(Stored records)
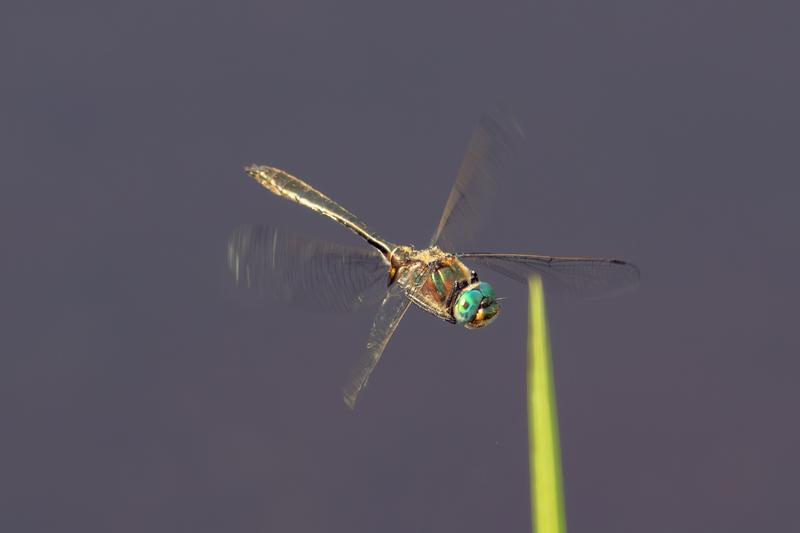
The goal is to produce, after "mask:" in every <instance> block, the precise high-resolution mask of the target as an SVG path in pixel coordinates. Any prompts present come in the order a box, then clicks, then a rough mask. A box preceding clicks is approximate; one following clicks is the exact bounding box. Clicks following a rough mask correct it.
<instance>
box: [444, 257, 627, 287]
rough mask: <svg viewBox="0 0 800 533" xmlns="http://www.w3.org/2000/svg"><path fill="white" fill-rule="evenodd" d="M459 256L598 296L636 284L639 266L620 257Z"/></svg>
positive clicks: (553, 285)
mask: <svg viewBox="0 0 800 533" xmlns="http://www.w3.org/2000/svg"><path fill="white" fill-rule="evenodd" d="M458 257H459V258H461V259H464V260H466V261H467V262H470V263H476V264H478V265H483V266H486V267H488V268H490V269H492V270H494V271H495V272H498V273H500V274H503V275H505V276H508V277H509V278H511V279H514V280H517V281H519V282H521V283H527V280H528V278H529V277H530V276H531V275H532V274H534V273H536V274H541V276H542V279H544V281H545V283H547V284H549V285H550V286H551V287H553V288H555V289H559V290H561V291H563V292H566V293H568V294H572V295H575V296H581V297H587V298H599V297H603V296H610V295H613V294H618V293H620V292H624V291H626V290H629V289H632V288H635V287H636V286H637V285H638V284H639V278H640V275H639V269H638V268H637V267H636V266H635V265H633V264H632V263H628V262H626V261H622V260H620V259H601V258H592V257H550V256H546V255H527V254H484V253H465V254H459V255H458Z"/></svg>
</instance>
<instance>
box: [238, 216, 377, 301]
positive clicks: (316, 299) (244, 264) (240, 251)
mask: <svg viewBox="0 0 800 533" xmlns="http://www.w3.org/2000/svg"><path fill="white" fill-rule="evenodd" d="M228 268H229V269H230V271H231V274H232V275H233V280H234V283H235V284H236V285H237V286H238V287H243V288H245V289H250V290H251V291H250V292H255V293H257V294H258V295H264V296H268V297H271V298H274V299H276V300H279V301H283V302H287V303H293V304H298V305H300V306H302V307H305V308H307V309H310V310H315V311H319V310H322V311H324V310H333V311H352V310H355V309H358V308H360V307H362V306H364V305H368V304H371V303H372V304H374V303H377V302H379V301H380V298H381V297H382V296H383V293H384V292H385V290H386V280H387V279H388V272H389V267H388V265H387V264H386V263H385V261H384V259H383V256H382V255H381V253H380V252H378V251H377V250H371V249H361V248H356V247H350V246H343V245H340V244H335V243H331V242H325V241H319V240H314V239H309V238H306V237H302V236H299V235H296V234H293V233H290V232H284V231H279V230H277V229H275V228H271V227H269V226H263V225H253V226H249V225H248V226H240V227H238V228H236V229H235V230H234V231H233V232H232V233H231V235H230V237H229V238H228Z"/></svg>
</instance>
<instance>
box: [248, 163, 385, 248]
mask: <svg viewBox="0 0 800 533" xmlns="http://www.w3.org/2000/svg"><path fill="white" fill-rule="evenodd" d="M245 170H246V171H247V173H248V174H250V176H252V177H253V178H254V179H255V180H256V181H257V182H259V183H260V184H261V185H262V186H263V187H264V188H265V189H267V190H269V191H270V192H272V193H273V194H276V195H278V196H281V197H283V198H286V199H287V200H291V201H293V202H296V203H298V204H300V205H303V206H305V207H308V208H309V209H312V210H314V211H316V212H317V213H320V214H322V215H325V216H327V217H329V218H332V219H333V220H335V221H336V222H338V223H340V224H342V225H344V226H345V227H347V228H350V230H352V231H354V232H355V233H356V234H357V235H359V236H361V237H362V238H364V239H365V240H366V241H367V242H368V243H370V244H371V245H372V246H374V247H375V248H377V249H378V250H380V251H381V252H382V253H383V254H384V255H385V256H387V257H388V256H389V254H391V252H392V250H393V249H394V248H396V245H394V244H392V243H390V242H389V241H387V240H385V239H383V238H382V237H380V236H379V235H378V234H377V233H375V232H373V231H371V230H370V229H369V228H368V227H367V225H366V224H365V223H364V222H363V221H361V220H360V219H359V218H358V217H356V216H355V215H354V214H353V213H351V212H350V211H348V210H347V209H345V208H344V207H342V206H341V205H339V204H338V203H336V202H334V201H333V200H331V199H330V198H329V197H328V196H326V195H324V194H322V193H321V192H319V191H318V190H316V189H315V188H314V187H312V186H311V185H309V184H308V183H306V182H304V181H303V180H301V179H299V178H296V177H295V176H292V175H291V174H289V173H288V172H284V171H283V170H280V169H277V168H274V167H268V166H264V165H252V166H249V167H247V168H246V169H245Z"/></svg>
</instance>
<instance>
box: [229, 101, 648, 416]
mask: <svg viewBox="0 0 800 533" xmlns="http://www.w3.org/2000/svg"><path fill="white" fill-rule="evenodd" d="M523 138H524V134H523V133H522V130H521V128H520V127H519V125H518V124H517V123H516V121H515V120H513V118H511V117H509V116H507V115H503V114H500V113H494V114H486V115H484V116H483V117H481V119H480V120H479V122H478V125H477V127H476V128H475V130H474V132H473V134H472V136H471V137H470V140H469V142H468V144H467V150H466V155H465V156H464V159H463V161H462V163H461V166H460V168H459V171H458V174H457V177H456V181H455V184H454V185H453V187H452V189H451V191H450V195H449V197H448V199H447V203H446V204H445V208H444V211H443V213H442V215H441V218H440V221H439V224H438V226H437V227H436V229H435V231H434V233H433V236H432V238H431V240H430V243H429V245H428V246H427V247H426V248H420V249H417V248H415V247H413V246H410V245H405V244H397V243H395V242H393V241H389V240H387V239H385V238H383V237H382V236H380V235H379V234H378V233H376V232H375V231H373V230H372V229H370V228H369V227H368V226H367V224H365V223H364V222H363V221H362V220H361V219H359V218H358V217H356V216H355V215H354V214H352V213H351V212H350V211H348V210H347V209H345V208H344V207H342V206H341V205H340V204H338V203H337V202H335V201H334V200H332V199H331V198H330V197H328V196H326V195H325V194H323V193H322V192H320V191H318V190H317V189H315V188H314V187H312V186H311V185H309V184H308V183H306V182H304V181H303V180H301V179H300V178H298V177H295V176H293V175H292V174H290V173H289V172H286V171H284V170H281V169H278V168H275V167H271V166H265V165H251V166H248V167H246V168H245V170H246V172H247V173H248V174H249V175H250V176H251V177H252V178H254V179H255V180H256V181H257V182H258V183H259V184H261V185H262V186H263V187H264V188H266V189H267V190H269V191H270V192H272V193H273V194H275V195H277V196H279V197H282V198H285V199H288V200H290V201H293V202H296V203H298V204H300V205H302V206H304V207H307V208H309V209H311V210H313V211H316V212H317V213H319V214H321V215H324V216H326V217H329V218H331V219H333V220H334V221H336V222H338V223H339V224H341V225H343V226H344V227H346V228H348V229H350V230H351V231H352V232H354V233H355V234H356V235H358V236H360V237H361V238H363V239H364V240H365V241H366V242H367V243H368V244H369V245H370V246H371V247H370V248H358V247H350V246H344V245H339V244H335V243H331V242H325V241H319V240H314V239H308V238H305V237H301V236H298V235H296V234H293V233H286V232H282V231H278V230H277V229H274V228H270V227H268V226H264V225H250V226H241V227H239V228H237V229H235V230H234V231H233V233H232V234H231V236H230V238H229V240H228V266H229V268H230V270H231V272H232V273H233V276H234V279H235V282H236V284H237V285H242V286H245V287H247V288H259V289H260V290H262V291H264V290H269V291H270V292H271V293H273V296H277V297H279V298H281V299H283V300H287V301H292V302H297V303H301V304H306V305H307V306H309V307H311V308H312V309H334V310H340V311H350V310H355V309H358V308H360V307H363V306H366V305H370V304H373V303H377V302H378V301H380V305H379V308H378V311H377V313H376V315H375V318H374V320H373V323H372V328H371V330H370V332H369V336H368V339H367V343H366V350H365V351H364V352H363V353H362V355H361V357H360V359H359V360H358V362H357V363H356V365H355V366H354V367H353V370H352V372H351V375H350V378H349V380H348V382H347V384H346V385H345V386H344V387H343V389H342V393H343V398H344V401H345V404H346V405H347V406H348V407H349V408H350V409H354V408H355V405H356V400H357V398H358V396H359V394H360V393H361V392H362V390H363V389H364V387H365V386H366V385H367V381H368V380H369V378H370V375H371V374H372V372H373V370H374V369H375V368H376V366H377V365H378V362H379V361H380V358H381V355H382V354H383V352H384V350H385V348H386V346H387V344H388V342H389V339H391V337H392V335H393V334H394V332H395V330H396V329H397V327H398V325H399V323H400V321H401V320H402V318H403V316H404V315H405V313H406V311H408V309H409V307H410V306H411V305H412V304H413V305H416V306H417V307H419V308H421V309H422V310H424V311H426V312H427V313H430V314H431V315H433V316H435V317H437V318H439V319H441V320H443V321H445V322H449V323H451V324H460V325H462V326H464V327H466V328H467V329H480V328H483V327H485V326H487V325H489V324H491V323H492V322H493V321H494V320H495V319H497V317H498V316H499V313H500V298H498V297H497V295H496V293H495V290H494V288H493V287H492V286H491V285H490V284H489V283H488V282H486V281H484V280H483V279H481V277H480V276H479V275H478V273H477V271H476V270H474V269H473V268H471V267H470V266H468V264H469V265H475V266H476V267H486V268H488V269H489V270H492V271H494V272H496V273H499V274H501V275H504V276H506V277H509V278H511V279H513V280H516V281H519V282H522V283H527V280H528V278H529V277H531V276H532V275H535V274H538V275H541V276H542V278H543V279H544V280H545V282H546V283H548V284H549V285H551V286H555V287H558V288H561V289H565V291H566V292H569V293H573V294H577V295H580V296H585V297H596V296H606V295H609V294H614V293H618V292H621V291H624V290H627V289H630V288H632V287H635V286H636V285H637V284H638V281H639V270H638V268H637V267H636V266H635V265H633V264H632V263H629V262H626V261H623V260H621V259H611V258H593V257H557V256H546V255H534V254H524V253H493V252H462V251H459V250H461V249H463V247H465V246H467V244H468V243H469V241H470V240H471V238H472V236H473V235H474V234H475V232H476V230H477V228H478V226H479V224H480V221H481V220H483V219H484V218H486V213H487V210H488V208H489V206H490V205H491V203H492V202H491V199H492V198H491V197H492V196H493V192H494V190H495V189H496V185H497V181H498V179H499V175H500V174H501V168H502V166H503V164H504V163H506V162H507V161H508V159H509V158H510V157H511V156H512V155H514V154H515V153H516V149H517V146H518V145H519V144H520V142H521V140H522V139H523Z"/></svg>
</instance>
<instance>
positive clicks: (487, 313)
mask: <svg viewBox="0 0 800 533" xmlns="http://www.w3.org/2000/svg"><path fill="white" fill-rule="evenodd" d="M499 312H500V305H499V304H498V303H497V296H496V295H495V293H494V289H493V288H492V286H491V285H489V284H488V283H486V282H485V281H478V282H475V283H471V284H469V285H467V286H466V287H465V288H464V289H462V290H461V292H460V293H459V294H458V296H457V297H456V300H455V303H454V304H453V318H455V319H456V322H458V323H459V324H461V325H463V326H464V327H466V328H468V329H477V328H482V327H484V326H488V325H489V324H490V323H491V322H492V321H493V320H494V319H495V317H497V314H498V313H499Z"/></svg>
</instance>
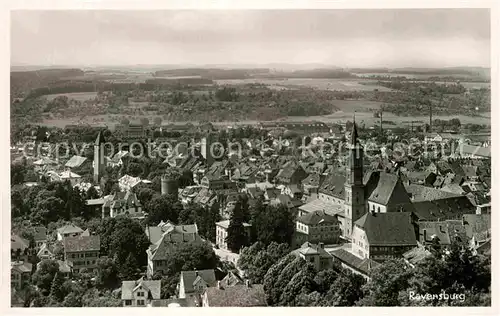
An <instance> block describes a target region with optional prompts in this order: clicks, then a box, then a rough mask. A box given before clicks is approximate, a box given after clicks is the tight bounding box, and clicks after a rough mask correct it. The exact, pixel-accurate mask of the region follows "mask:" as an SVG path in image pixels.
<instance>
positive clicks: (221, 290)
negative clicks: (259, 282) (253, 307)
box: [202, 280, 267, 307]
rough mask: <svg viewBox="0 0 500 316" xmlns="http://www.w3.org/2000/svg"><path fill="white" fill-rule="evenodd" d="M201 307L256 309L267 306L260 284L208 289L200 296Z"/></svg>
mask: <svg viewBox="0 0 500 316" xmlns="http://www.w3.org/2000/svg"><path fill="white" fill-rule="evenodd" d="M202 306H203V307H257V306H261V307H262V306H267V304H266V295H265V293H264V287H263V285H262V284H255V285H254V284H250V283H249V281H248V280H247V281H246V283H245V284H238V285H234V286H223V285H221V283H220V282H219V284H218V286H216V287H209V288H207V289H206V290H205V292H204V293H203V295H202Z"/></svg>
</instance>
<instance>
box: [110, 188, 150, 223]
mask: <svg viewBox="0 0 500 316" xmlns="http://www.w3.org/2000/svg"><path fill="white" fill-rule="evenodd" d="M108 216H109V217H116V216H129V217H132V218H137V219H141V218H144V217H145V214H144V212H143V209H142V204H141V201H139V199H138V198H137V195H136V194H135V193H133V192H132V191H126V192H116V193H115V194H113V195H111V196H108V197H107V198H106V199H105V202H104V204H103V205H102V217H103V218H105V217H108Z"/></svg>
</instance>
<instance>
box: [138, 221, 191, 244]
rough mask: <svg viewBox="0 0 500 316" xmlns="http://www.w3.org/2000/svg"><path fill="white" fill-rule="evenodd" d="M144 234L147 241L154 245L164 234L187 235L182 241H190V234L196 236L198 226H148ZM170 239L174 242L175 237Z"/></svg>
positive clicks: (166, 223)
mask: <svg viewBox="0 0 500 316" xmlns="http://www.w3.org/2000/svg"><path fill="white" fill-rule="evenodd" d="M160 224H161V223H160ZM145 232H146V236H148V237H149V241H150V242H151V243H152V244H155V243H157V242H158V241H159V240H160V239H161V238H162V236H163V235H164V234H176V235H179V234H188V235H189V236H188V237H187V238H184V239H186V240H190V239H192V234H198V226H196V224H191V225H173V224H172V223H170V222H167V223H165V224H164V225H158V226H149V227H147V228H146V230H145ZM171 239H172V240H175V237H174V238H171Z"/></svg>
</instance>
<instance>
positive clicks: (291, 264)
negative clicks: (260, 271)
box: [263, 254, 303, 306]
mask: <svg viewBox="0 0 500 316" xmlns="http://www.w3.org/2000/svg"><path fill="white" fill-rule="evenodd" d="M299 264H303V260H302V259H300V258H297V257H296V256H295V255H293V254H289V255H287V256H286V257H284V258H283V259H281V260H280V261H278V262H277V263H276V264H274V265H273V266H271V268H270V269H269V271H267V273H266V275H265V276H264V283H263V286H264V293H265V294H266V302H267V305H268V306H275V305H277V304H278V303H279V301H280V298H281V292H282V290H283V288H284V287H285V286H286V284H288V282H289V281H290V279H291V278H292V277H293V275H295V273H296V272H297V271H298V270H299V269H300V267H298V265H299ZM284 273H286V275H284ZM287 278H288V279H287Z"/></svg>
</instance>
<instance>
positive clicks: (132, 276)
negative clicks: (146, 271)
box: [120, 253, 141, 280]
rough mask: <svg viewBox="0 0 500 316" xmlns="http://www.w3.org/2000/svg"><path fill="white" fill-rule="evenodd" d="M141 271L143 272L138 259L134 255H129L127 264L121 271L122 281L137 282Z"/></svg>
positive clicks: (124, 263) (130, 254) (123, 266)
mask: <svg viewBox="0 0 500 316" xmlns="http://www.w3.org/2000/svg"><path fill="white" fill-rule="evenodd" d="M140 271H141V269H140V267H139V264H138V263H137V259H136V258H135V255H134V254H132V253H129V254H128V256H127V260H125V263H124V264H123V265H122V266H121V269H120V277H121V279H123V280H136V279H137V276H138V274H139V273H140Z"/></svg>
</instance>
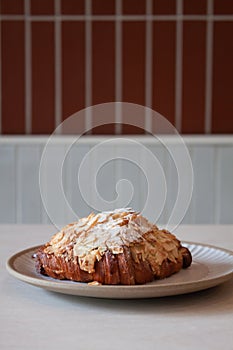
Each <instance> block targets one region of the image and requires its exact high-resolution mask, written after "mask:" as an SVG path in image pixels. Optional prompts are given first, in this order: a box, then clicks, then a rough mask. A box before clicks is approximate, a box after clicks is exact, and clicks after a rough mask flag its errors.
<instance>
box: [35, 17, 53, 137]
mask: <svg viewBox="0 0 233 350" xmlns="http://www.w3.org/2000/svg"><path fill="white" fill-rule="evenodd" d="M31 29H32V133H33V134H49V133H51V132H53V130H54V128H55V124H54V24H53V23H51V22H32V24H31Z"/></svg>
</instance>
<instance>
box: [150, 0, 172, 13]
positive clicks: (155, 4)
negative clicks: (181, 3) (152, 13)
mask: <svg viewBox="0 0 233 350" xmlns="http://www.w3.org/2000/svg"><path fill="white" fill-rule="evenodd" d="M153 13H154V14H155V15H173V14H175V13H176V1H174V0H153Z"/></svg>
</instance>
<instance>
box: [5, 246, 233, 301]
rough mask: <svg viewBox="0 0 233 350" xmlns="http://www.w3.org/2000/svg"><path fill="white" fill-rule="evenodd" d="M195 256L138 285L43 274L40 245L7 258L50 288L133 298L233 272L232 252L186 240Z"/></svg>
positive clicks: (85, 293)
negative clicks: (55, 277)
mask: <svg viewBox="0 0 233 350" xmlns="http://www.w3.org/2000/svg"><path fill="white" fill-rule="evenodd" d="M182 245H184V246H186V247H187V248H189V250H190V251H191V253H192V256H193V263H192V265H191V266H190V267H189V268H188V269H186V270H183V269H182V270H181V271H180V272H178V273H177V274H175V275H173V276H171V277H168V278H166V279H163V280H157V281H154V282H151V283H147V284H144V285H136V286H122V285H117V286H106V285H97V286H93V285H88V284H86V283H79V282H72V281H66V280H63V281H60V280H55V279H53V278H50V277H46V276H43V275H40V274H39V273H37V272H36V270H35V260H34V259H33V258H32V255H33V253H34V252H35V251H36V249H37V248H38V247H32V248H28V249H26V250H23V251H21V252H19V253H17V254H15V255H13V256H12V257H11V258H10V259H9V260H8V261H7V269H8V271H9V273H10V274H11V275H13V276H14V277H16V278H18V279H20V280H22V281H24V282H27V283H30V284H32V285H34V286H37V287H41V288H45V289H48V290H50V291H54V292H59V293H65V294H73V295H78V296H87V297H96V298H112V299H134V298H153V297H164V296H169V295H177V294H186V293H191V292H196V291H200V290H203V289H207V288H211V287H214V286H216V285H218V284H220V283H223V282H225V281H227V280H229V279H230V278H231V277H232V276H233V252H230V251H227V250H225V249H221V248H217V247H214V246H210V245H204V244H199V243H184V242H182Z"/></svg>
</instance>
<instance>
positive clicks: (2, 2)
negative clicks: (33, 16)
mask: <svg viewBox="0 0 233 350" xmlns="http://www.w3.org/2000/svg"><path fill="white" fill-rule="evenodd" d="M0 13H1V14H3V15H22V14H23V13H24V0H0Z"/></svg>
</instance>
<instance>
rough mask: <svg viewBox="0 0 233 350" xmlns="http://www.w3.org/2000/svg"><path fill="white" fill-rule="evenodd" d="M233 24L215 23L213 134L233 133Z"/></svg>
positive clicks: (213, 101)
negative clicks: (232, 38) (232, 36)
mask: <svg viewBox="0 0 233 350" xmlns="http://www.w3.org/2000/svg"><path fill="white" fill-rule="evenodd" d="M232 36H233V22H216V23H214V48H213V97H212V103H213V104H212V106H213V119H212V132H213V133H233V117H232V116H233V98H232V96H233V84H232V82H233V69H232V62H233V41H232Z"/></svg>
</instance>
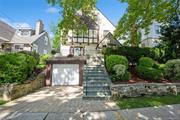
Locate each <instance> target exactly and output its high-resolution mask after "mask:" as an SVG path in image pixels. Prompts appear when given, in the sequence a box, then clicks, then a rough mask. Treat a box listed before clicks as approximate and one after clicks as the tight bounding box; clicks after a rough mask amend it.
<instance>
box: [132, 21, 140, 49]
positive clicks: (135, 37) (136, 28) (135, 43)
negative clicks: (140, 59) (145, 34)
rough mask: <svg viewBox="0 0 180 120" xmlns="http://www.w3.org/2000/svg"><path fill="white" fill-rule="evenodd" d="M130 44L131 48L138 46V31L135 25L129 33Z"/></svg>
mask: <svg viewBox="0 0 180 120" xmlns="http://www.w3.org/2000/svg"><path fill="white" fill-rule="evenodd" d="M130 34H131V35H130V37H131V38H130V44H131V46H139V43H138V30H137V26H136V24H134V25H132V29H131V31H130Z"/></svg>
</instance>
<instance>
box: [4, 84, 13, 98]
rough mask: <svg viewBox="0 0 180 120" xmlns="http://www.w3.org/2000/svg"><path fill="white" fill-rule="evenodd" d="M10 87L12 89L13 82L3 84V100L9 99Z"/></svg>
mask: <svg viewBox="0 0 180 120" xmlns="http://www.w3.org/2000/svg"><path fill="white" fill-rule="evenodd" d="M12 89H13V84H5V85H3V100H5V101H9V100H11V92H12Z"/></svg>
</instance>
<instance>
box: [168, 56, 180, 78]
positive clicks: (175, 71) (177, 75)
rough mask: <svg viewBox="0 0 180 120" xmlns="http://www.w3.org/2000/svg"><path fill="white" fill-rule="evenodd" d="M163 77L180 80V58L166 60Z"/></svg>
mask: <svg viewBox="0 0 180 120" xmlns="http://www.w3.org/2000/svg"><path fill="white" fill-rule="evenodd" d="M165 77H166V78H167V79H170V80H180V59H174V60H169V61H167V62H166V67H165Z"/></svg>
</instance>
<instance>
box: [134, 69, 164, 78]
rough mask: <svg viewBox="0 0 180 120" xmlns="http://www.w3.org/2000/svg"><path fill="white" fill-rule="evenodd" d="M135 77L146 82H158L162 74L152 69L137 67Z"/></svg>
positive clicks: (155, 70) (158, 70)
mask: <svg viewBox="0 0 180 120" xmlns="http://www.w3.org/2000/svg"><path fill="white" fill-rule="evenodd" d="M136 72H137V75H138V76H139V77H140V78H142V79H146V80H155V81H157V80H160V79H161V78H162V77H163V73H162V71H161V70H158V69H155V68H152V67H144V66H137V67H136Z"/></svg>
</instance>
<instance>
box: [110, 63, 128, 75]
mask: <svg viewBox="0 0 180 120" xmlns="http://www.w3.org/2000/svg"><path fill="white" fill-rule="evenodd" d="M113 69H114V71H115V74H116V76H118V77H121V76H124V74H125V73H126V69H127V68H126V66H125V65H121V64H118V65H115V66H114V68H113Z"/></svg>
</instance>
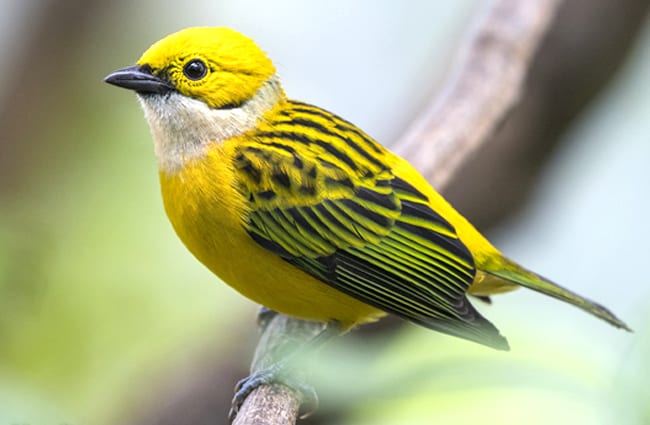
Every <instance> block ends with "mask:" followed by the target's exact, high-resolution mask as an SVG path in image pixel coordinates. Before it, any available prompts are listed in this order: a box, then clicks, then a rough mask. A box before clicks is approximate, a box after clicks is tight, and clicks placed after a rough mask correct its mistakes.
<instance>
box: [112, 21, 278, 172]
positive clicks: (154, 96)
mask: <svg viewBox="0 0 650 425" xmlns="http://www.w3.org/2000/svg"><path fill="white" fill-rule="evenodd" d="M105 81H106V82H108V83H110V84H113V85H116V86H119V87H123V88H127V89H131V90H134V91H135V92H136V93H137V95H138V98H139V100H140V103H141V104H142V107H143V109H144V111H145V116H146V118H147V121H148V123H149V126H150V128H151V131H152V134H153V138H154V144H155V147H156V153H157V155H158V159H159V162H160V165H161V167H162V168H165V169H166V171H174V170H175V169H178V168H179V167H180V166H182V165H183V163H184V162H185V161H186V160H188V159H192V158H194V157H196V156H197V155H201V154H202V153H204V152H205V148H206V146H208V145H209V144H210V143H218V142H221V141H223V140H225V139H227V138H229V137H233V136H237V135H239V134H241V133H243V132H245V131H246V130H249V129H251V128H253V127H254V126H255V124H256V122H257V120H258V119H259V118H260V117H261V116H262V115H263V114H264V112H266V111H268V110H270V109H271V108H273V106H274V105H276V104H277V103H278V102H279V101H280V100H282V99H284V93H283V91H282V88H281V86H280V84H279V81H278V79H277V77H276V74H275V67H274V66H273V63H272V62H271V60H270V59H269V58H268V57H267V56H266V54H265V53H264V52H263V51H262V50H261V49H260V48H259V47H258V46H257V45H256V44H255V42H253V40H251V39H250V38H248V37H246V36H244V35H242V34H240V33H238V32H236V31H233V30H231V29H228V28H211V27H196V28H187V29H184V30H181V31H179V32H176V33H174V34H171V35H168V36H167V37H165V38H163V39H162V40H160V41H158V42H156V43H154V44H153V45H152V46H151V47H150V48H149V49H148V50H147V51H146V52H144V54H143V55H142V57H141V58H140V59H139V60H138V62H137V64H136V65H135V66H131V67H128V68H123V69H120V70H118V71H115V72H113V73H111V74H109V75H108V76H107V77H106V78H105Z"/></svg>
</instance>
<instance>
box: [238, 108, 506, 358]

**Directions for this task:** Extract the lines of the records from the line that contains "271L143 272L138 259L134" through the line that contains "positive clicks: (124, 263)", and reproduce them word for word.

**Response to the task:**
rough mask: <svg viewBox="0 0 500 316" xmlns="http://www.w3.org/2000/svg"><path fill="white" fill-rule="evenodd" d="M141 271L143 272L138 259L134 255H129L127 264L121 271L122 281L137 282Z"/></svg>
positive clicks: (124, 263) (130, 254) (123, 266)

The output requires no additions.